<<<<
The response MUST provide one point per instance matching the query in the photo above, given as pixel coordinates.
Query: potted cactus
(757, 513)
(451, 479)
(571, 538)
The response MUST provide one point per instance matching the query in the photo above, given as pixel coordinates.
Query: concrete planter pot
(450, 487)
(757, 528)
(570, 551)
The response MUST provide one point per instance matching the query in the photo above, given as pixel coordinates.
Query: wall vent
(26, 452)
>>>>
<<<<
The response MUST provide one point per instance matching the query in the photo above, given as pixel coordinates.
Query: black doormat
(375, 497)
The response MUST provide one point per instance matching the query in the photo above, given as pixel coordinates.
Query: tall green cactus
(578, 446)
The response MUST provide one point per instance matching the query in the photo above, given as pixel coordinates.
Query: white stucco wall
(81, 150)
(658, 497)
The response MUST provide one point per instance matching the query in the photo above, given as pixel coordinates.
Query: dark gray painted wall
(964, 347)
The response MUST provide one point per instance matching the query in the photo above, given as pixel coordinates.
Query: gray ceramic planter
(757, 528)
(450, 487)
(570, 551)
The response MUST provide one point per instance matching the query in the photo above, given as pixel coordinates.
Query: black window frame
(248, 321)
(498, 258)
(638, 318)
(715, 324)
>>>>
Count the lines of the material above that contain the string "wall", matching case exactly, and give only the number.

*Final result:*
3